### Selected passage
━━━━━━

BARNAUL, August 25 (Itar-Tass) — Experts of the Russian Federal Consumer Rights Protection and Human Health Control Service (Rospotrebnadzor) department for the Altai Republic will for five days be taking samples of soil and water in the Choisky (Choya) district of the republic where fragments of the Progress spacecraft presumably fell. This will make it possible to fully control the situation with the potential contamination of the environment with the rocket fuel heptyl.
The agency told Itar-Tass on Thursday that the samples will be analysed for the presence of toxic substances in them. On Thursday, Rospotrebnadzor experts are taking the first samples in the area of the launch vehicle’s fall.
Analysis of water in the Biya River that is an affluent of the Ob River, has not shown that there are rocket fuel traces in it, the agency said. According to the republic’s Rospotrebnadzor department, no health deterioration among residents of the Choisky district has been registered.
All the people who were in the taiga in the area of the fall of the Progress spacecraft debris have returned to their settlements unharmed, the administration of the Karakoksha village of the Choisky district of the Altai Republic near which a fragment of the rocket supposedly fell, told Itar-Tass on Thursday.
Earlier, the Prosecutor General’s office reported that four teams of loggers comprising 10 people could be staying in the space debris fall area.
“All the 10 people have returned. All of them are well,” the head of the Karakoksha village said.
According to earlier reports, debris of the cargo spacecraft Progress that failed to reach the designated orbit after launch towards the International Space Station on Wednesday has fallen on the ground 50 kilometres away from Karakoksha in the Choisky district of the Republic of Altai, southern Siberia.

━━━━━━

### Dataset records
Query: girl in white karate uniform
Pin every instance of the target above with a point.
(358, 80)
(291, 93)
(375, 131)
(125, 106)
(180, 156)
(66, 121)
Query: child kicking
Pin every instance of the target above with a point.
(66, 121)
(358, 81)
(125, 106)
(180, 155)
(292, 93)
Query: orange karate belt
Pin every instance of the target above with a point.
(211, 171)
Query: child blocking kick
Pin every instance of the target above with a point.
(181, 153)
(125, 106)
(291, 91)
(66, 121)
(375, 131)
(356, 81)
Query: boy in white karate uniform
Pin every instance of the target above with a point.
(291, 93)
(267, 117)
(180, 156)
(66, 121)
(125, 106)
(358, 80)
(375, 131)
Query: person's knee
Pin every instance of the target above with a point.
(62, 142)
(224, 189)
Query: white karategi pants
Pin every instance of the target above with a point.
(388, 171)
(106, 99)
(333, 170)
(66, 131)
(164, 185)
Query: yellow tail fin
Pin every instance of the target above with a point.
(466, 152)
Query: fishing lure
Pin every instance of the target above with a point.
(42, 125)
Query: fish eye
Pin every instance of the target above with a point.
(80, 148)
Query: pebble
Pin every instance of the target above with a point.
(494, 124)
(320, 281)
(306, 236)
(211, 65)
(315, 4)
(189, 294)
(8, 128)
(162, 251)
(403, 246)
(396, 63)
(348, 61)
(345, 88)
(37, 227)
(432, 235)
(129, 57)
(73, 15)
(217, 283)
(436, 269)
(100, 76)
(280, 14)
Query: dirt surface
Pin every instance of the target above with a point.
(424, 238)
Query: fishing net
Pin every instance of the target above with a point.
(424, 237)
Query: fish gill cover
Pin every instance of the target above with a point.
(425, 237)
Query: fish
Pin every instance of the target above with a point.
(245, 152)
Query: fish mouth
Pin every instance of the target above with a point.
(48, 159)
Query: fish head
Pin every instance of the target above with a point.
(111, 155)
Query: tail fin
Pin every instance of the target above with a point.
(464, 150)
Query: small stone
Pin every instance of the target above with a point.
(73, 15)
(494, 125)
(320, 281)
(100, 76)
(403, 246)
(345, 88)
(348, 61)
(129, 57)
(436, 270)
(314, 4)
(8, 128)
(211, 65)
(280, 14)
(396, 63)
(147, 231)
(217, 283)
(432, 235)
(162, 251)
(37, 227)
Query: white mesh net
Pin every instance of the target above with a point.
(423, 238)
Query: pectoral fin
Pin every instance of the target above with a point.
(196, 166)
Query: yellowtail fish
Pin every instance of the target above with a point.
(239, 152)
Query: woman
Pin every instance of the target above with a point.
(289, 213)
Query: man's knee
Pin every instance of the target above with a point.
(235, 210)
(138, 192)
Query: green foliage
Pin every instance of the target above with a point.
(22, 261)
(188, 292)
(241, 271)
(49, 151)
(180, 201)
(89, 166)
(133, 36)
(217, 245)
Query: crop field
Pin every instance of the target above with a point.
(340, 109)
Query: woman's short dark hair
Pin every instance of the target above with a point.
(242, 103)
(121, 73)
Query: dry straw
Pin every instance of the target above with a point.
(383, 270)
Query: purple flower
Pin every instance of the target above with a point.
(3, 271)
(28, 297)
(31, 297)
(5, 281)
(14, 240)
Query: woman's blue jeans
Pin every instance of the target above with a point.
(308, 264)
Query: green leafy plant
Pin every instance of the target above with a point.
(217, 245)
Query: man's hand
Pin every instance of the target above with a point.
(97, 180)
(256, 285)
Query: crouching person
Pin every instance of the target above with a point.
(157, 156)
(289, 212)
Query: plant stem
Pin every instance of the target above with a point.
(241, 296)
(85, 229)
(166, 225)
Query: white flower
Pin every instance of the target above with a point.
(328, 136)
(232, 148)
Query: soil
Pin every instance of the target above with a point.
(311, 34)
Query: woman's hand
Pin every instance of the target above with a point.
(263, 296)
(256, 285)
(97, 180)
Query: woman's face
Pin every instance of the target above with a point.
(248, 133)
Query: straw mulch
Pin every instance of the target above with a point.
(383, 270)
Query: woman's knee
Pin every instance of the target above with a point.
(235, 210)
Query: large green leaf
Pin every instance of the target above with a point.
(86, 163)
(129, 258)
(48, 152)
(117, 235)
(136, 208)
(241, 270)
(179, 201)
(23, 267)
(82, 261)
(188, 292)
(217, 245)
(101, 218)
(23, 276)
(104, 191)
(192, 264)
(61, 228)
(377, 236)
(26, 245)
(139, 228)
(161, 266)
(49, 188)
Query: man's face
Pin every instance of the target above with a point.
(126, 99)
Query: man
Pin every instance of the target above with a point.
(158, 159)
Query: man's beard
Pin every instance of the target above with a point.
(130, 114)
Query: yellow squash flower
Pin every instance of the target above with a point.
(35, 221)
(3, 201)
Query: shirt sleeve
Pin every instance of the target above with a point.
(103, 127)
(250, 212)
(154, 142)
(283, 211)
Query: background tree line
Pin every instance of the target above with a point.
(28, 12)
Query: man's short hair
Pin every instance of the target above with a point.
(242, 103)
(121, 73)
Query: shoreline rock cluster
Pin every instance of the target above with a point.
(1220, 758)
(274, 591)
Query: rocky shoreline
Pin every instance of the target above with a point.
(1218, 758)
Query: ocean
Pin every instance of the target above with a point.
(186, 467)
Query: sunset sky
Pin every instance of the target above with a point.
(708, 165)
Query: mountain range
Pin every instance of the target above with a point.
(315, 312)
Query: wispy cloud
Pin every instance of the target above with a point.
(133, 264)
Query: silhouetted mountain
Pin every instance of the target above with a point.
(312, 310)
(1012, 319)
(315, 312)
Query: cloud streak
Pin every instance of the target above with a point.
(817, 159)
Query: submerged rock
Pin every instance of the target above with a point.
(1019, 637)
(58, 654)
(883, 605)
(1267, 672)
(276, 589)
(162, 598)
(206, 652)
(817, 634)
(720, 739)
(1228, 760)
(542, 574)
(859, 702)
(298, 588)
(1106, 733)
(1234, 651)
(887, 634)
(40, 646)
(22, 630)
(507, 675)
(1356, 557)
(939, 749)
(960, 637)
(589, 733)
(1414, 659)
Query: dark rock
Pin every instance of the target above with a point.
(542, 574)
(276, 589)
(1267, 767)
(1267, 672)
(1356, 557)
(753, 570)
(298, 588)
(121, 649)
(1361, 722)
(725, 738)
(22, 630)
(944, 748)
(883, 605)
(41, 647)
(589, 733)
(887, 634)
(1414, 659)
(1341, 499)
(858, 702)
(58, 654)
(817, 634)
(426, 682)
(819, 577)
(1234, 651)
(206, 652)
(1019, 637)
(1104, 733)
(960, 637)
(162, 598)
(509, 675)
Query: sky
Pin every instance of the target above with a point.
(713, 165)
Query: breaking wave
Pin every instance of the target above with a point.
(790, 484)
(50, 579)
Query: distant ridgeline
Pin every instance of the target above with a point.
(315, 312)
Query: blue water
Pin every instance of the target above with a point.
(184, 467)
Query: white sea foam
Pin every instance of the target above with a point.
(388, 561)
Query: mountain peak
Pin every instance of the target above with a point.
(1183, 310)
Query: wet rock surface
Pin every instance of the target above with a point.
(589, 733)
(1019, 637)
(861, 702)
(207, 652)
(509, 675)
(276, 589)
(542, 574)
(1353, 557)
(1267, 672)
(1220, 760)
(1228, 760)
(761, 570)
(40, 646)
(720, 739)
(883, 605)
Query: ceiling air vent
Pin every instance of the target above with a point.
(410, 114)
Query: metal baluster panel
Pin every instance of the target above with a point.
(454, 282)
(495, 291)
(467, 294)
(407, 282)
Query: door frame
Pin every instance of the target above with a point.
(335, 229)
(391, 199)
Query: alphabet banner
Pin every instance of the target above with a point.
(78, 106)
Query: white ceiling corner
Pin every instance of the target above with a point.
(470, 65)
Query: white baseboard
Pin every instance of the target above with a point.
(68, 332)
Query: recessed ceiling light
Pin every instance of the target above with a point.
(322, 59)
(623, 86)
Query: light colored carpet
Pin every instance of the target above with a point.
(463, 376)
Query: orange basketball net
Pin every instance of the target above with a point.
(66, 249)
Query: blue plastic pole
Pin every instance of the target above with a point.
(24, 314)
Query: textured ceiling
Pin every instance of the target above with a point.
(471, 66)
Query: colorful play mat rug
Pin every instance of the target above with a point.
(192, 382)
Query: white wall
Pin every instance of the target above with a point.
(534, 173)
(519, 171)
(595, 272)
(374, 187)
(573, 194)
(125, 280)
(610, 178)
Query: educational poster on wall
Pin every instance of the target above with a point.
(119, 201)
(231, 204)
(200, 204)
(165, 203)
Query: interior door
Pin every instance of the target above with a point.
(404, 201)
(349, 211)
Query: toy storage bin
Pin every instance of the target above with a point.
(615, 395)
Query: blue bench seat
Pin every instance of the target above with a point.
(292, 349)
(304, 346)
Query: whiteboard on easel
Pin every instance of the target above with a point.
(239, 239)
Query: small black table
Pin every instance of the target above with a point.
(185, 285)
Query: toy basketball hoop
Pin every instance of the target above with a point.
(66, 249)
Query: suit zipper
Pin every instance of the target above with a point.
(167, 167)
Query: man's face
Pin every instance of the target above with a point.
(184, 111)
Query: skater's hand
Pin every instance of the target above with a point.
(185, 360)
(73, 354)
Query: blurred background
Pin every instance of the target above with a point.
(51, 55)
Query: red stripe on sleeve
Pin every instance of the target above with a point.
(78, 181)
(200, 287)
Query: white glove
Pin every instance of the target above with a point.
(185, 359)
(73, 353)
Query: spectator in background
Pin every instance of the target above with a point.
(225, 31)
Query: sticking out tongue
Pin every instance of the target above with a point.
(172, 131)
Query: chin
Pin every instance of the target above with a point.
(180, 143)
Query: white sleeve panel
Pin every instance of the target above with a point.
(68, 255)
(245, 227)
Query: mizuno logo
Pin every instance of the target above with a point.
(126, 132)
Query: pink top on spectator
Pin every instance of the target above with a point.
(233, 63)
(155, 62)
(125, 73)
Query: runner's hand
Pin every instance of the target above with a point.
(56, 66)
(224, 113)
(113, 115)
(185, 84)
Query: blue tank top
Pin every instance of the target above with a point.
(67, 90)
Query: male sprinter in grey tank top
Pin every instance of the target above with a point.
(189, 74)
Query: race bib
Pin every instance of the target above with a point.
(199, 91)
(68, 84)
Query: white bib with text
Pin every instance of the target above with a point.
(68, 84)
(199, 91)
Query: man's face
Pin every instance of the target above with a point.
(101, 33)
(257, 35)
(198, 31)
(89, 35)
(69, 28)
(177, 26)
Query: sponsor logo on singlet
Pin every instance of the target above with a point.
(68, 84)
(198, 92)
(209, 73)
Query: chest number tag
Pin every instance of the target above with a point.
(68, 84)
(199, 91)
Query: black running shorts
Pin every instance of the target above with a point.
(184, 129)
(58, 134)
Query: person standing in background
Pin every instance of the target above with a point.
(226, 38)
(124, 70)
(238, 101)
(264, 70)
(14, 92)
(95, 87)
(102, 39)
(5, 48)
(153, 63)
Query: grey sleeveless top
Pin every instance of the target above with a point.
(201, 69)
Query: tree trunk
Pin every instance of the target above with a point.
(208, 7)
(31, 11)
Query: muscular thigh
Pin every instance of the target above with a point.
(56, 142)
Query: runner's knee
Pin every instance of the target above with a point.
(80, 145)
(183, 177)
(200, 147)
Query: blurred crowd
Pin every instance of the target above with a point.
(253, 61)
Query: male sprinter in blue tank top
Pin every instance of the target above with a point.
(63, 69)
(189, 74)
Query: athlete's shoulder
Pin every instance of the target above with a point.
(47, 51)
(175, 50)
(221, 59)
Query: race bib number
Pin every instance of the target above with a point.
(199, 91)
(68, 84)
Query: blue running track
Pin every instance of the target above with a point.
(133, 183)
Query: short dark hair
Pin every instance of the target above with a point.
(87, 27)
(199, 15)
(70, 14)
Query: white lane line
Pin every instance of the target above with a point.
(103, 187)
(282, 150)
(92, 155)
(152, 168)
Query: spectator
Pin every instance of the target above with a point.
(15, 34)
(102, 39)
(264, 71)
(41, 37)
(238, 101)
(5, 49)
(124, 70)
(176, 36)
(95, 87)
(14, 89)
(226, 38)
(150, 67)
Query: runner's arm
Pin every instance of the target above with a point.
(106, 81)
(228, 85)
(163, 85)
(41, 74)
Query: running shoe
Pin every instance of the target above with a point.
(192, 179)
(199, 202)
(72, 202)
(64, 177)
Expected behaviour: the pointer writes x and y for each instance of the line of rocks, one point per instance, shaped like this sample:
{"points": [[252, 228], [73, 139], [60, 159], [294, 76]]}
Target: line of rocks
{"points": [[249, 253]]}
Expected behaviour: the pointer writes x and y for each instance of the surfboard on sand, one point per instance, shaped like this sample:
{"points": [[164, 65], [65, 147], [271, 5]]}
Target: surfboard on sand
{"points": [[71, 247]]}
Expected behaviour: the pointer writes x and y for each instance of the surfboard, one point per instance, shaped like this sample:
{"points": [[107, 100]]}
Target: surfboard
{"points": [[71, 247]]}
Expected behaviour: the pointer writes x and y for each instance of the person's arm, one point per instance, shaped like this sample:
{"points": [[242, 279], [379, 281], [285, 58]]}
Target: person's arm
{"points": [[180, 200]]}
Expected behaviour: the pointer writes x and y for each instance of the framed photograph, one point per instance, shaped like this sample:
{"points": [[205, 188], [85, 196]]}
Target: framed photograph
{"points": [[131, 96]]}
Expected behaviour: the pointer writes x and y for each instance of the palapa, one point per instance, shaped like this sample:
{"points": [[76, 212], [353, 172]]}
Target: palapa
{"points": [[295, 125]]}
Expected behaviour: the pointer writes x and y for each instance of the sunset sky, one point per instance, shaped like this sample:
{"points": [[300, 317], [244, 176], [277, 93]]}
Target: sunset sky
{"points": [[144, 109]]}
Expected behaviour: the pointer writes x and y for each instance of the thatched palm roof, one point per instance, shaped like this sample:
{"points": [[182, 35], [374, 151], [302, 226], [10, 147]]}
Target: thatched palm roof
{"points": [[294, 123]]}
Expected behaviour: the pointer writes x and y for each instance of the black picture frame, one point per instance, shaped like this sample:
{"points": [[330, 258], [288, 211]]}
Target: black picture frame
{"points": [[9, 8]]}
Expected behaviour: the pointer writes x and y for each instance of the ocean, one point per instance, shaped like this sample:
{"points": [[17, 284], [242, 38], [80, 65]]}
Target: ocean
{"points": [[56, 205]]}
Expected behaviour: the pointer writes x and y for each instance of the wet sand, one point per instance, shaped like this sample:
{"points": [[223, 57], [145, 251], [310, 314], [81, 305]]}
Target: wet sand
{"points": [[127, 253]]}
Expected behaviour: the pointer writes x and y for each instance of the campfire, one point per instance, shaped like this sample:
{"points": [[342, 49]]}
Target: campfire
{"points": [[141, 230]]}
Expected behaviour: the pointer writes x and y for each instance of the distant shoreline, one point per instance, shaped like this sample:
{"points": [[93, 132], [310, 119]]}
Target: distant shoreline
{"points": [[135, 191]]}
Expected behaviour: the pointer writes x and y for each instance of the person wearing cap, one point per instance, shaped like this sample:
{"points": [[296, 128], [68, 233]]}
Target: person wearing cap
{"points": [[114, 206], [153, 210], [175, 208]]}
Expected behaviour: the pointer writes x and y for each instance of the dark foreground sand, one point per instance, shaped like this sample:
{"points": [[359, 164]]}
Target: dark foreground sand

━━━━━━

### Exercise
Continue the news report on the Progress spacecraft debris in the Altai Republic from its last sentence.

### Exercise answer
The territorial branch of the Ministry for Emergency Situations and Civil Defence (EMERCOM) said preliminary information indicates there are no victims or destructions the site of the crash. “Only a powerful explosion has been registered,” an EMERCOM source said. At the time of reporting, the ministry’s helicopters were still unable to leave for a mission to the area where the debris had collapsed. Search groups will have the task of examining the Bizhelbik natural preserve area that is located in a remote part of the Republic of Altai and is rugged with the taiga. “It’s a place difficult to approach by land and by air likewise,” a police source in the Choisky district told Itar-Tass.
Dr Alexander Puzanov, a deputy director of the Siberian Institute for the Studies of Water and Ecology Problems, believes the downfall of the debris will unlikely bring up any large-scale emergency situations. He watched the lift-off of the Soyuz-U carrier rocket, which was supposed to take the Progress into orbit, at the Baikonur Space Centre in Kazakhstan. “There’s no clear understanding at this stage of what exactly happened (to the Progress),” Dr Puzanov said. “The debris fell on a mountainous terrain and that’s why it can scarcely pose danger to anyone.” “As for the rocket fuel, it burned out in the atmosphere,” he said adding that he himself would go to the zone of the spacecraft’s collapse Friday and would join the search operation on the ground.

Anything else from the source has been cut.